Fort Bonifacio is one of the 38 barangays of Taguig, Philippines. The financial district of Bonifacio Global City, the Fort Bonifacio military camp, the Manila American Cemetery, and McKinley West of the Bonifacio Capital District are under the jurisdiction of the barangay.

==History==
=== Fort McKinley and Fort Bonifacio ===

During the American colonial period, the US government acquired a 25.78 sqkm property within what was then disputed area between Makati, Taguig for military purposes. This area (Transfer Certificate of Title (TCT) dated 1902) was turned into a camp then known as Fort William McKinley after the 25th US president, William McKinley. After the Philippines gained its political independence from the United States on July 4, 1946, the US bestowed to the Republic of the Philippines all rights of possession, jurisdiction, supervision and control over the Philippine territory except the use of their military bases. On May 14, 1949, Fort McKinley was turned over to the Philippine government by virtue of US Embassy Note No. 0570.

Under the AFP leadership of Gen. Alfonso Arellano, Fort McKinley was made the permanent headquarters of the Philippine Army in 1957 and was subsequently renamed Fort Bonifacio, after the Father of the Philippine Revolution against Spain, Andres Bonifacio, whose father, Santiago Bonifacio, was a native of Taguig, which was then a town part of the Province of Tondo (later Manila).

* ENTRIES SUPPLIED
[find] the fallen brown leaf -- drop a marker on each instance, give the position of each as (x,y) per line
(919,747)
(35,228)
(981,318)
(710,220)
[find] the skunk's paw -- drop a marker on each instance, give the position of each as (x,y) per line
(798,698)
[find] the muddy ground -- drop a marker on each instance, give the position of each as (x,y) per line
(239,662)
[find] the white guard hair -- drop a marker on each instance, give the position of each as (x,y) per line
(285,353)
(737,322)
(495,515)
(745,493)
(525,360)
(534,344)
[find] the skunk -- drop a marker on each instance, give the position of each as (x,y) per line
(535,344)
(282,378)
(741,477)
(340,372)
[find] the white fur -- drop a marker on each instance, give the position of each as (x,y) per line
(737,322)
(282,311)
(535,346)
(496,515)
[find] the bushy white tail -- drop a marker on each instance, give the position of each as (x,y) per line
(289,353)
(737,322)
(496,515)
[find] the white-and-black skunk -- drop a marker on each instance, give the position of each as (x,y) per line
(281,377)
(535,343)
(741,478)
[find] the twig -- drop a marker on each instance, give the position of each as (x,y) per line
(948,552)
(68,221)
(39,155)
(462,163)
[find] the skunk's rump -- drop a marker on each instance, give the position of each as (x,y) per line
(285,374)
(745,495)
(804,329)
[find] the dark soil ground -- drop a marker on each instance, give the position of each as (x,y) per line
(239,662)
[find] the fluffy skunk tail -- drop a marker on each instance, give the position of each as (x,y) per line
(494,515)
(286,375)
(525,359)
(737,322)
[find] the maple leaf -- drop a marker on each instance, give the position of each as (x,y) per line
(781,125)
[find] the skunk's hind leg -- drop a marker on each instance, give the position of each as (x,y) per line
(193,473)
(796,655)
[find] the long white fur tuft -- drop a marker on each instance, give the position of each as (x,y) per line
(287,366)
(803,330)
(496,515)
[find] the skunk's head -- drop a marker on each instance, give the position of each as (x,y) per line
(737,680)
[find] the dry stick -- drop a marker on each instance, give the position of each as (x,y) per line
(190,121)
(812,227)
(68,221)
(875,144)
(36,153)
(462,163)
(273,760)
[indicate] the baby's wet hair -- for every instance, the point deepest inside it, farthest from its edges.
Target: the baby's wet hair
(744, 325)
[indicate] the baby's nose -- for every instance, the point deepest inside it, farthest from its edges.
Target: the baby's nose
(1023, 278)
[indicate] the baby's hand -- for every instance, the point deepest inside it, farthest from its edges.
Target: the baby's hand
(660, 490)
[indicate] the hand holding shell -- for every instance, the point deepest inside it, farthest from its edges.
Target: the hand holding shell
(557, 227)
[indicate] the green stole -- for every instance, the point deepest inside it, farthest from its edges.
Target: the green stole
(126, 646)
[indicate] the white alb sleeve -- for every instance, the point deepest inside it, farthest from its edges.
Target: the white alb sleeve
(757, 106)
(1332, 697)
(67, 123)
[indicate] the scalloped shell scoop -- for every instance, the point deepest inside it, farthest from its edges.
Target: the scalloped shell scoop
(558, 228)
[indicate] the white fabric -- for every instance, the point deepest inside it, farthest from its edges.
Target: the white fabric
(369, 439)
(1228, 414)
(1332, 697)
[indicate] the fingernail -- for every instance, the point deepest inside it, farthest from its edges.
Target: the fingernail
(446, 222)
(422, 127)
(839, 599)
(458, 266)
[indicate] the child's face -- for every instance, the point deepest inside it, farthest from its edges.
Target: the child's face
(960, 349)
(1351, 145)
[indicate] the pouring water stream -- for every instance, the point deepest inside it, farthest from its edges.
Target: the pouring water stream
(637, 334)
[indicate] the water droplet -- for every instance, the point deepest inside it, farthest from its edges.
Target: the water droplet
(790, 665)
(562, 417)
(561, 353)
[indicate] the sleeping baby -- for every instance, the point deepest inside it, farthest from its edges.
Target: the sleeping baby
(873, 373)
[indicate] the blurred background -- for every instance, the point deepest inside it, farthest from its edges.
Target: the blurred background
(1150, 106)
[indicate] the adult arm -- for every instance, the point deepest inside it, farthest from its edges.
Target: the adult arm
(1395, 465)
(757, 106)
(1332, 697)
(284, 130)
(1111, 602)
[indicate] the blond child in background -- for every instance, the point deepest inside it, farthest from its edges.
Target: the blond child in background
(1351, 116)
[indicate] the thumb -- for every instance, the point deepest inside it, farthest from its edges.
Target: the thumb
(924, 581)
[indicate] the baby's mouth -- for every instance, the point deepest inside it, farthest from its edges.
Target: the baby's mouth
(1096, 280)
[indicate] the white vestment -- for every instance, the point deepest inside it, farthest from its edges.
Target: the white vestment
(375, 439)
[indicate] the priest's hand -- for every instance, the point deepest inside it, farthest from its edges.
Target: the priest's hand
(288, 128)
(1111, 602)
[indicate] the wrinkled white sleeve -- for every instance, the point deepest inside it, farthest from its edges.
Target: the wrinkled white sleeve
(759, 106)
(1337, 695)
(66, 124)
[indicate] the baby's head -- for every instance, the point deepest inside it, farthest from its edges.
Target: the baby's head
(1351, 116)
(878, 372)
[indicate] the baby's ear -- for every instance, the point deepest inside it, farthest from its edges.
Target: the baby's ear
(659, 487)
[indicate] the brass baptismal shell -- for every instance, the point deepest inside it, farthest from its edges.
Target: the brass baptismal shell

* TASK 1
Print the portion of the Fort Bonifacio passage that opens with the words containing "During the American" and closes with "Note No. 0570.".
* TASK 2
Using the Fort Bonifacio passage, answer these questions:
(a) How many barangays does Taguig have?
(b) On what date was Fort McKinley turned over to the Philippine government?
(c) In what year was Fort McKinley made the permanent headquarters of the Philippine Army?
* TASK 3
Decide whether each statement agrees with the Fort Bonifacio passage, and back each yes or no with the deciding words from it:
(a) Fort William McKinley was named after the 25th US president.
(b) Andres Bonifacio's father was a native of Makati.
(c) The Manila American Cemetery falls under the jurisdiction of the barangay.

* RESPONSE AREA 1
During the American colonial period, the US government acquired a 25.78 sqkm property within what was then disputed area between Makati, Taguig for military purposes. This area (Transfer Certificate of Title (TCT) dated 1902) was turned into a camp then known as Fort William McKinley after the 25th US president, William McKinley. After the Philippines gained its political independence from the United States on July 4, 1946, the US bestowed to the Republic of the Philippines all rights of possession, jurisdiction, supervision and control over the Philippine territory except the use of their military bases. On May 14, 1949, Fort McKinley was turned over to the Philippine government by virtue of US Embassy Note No. 0570.

* RESPONSE AREA 2
(a) 38
(b) May 14, 1949
(c) 1957

* RESPONSE AREA 3
(a) Yes: "after the 25th US president, William McKinley"
(b) No: "whose father, Santiago Bonifacio, was a native of Taguig"
(c) Yes: "the Manila American Cemetery, and McKinley West of the Bonifacio Capital District are under the jurisdiction of the barangay"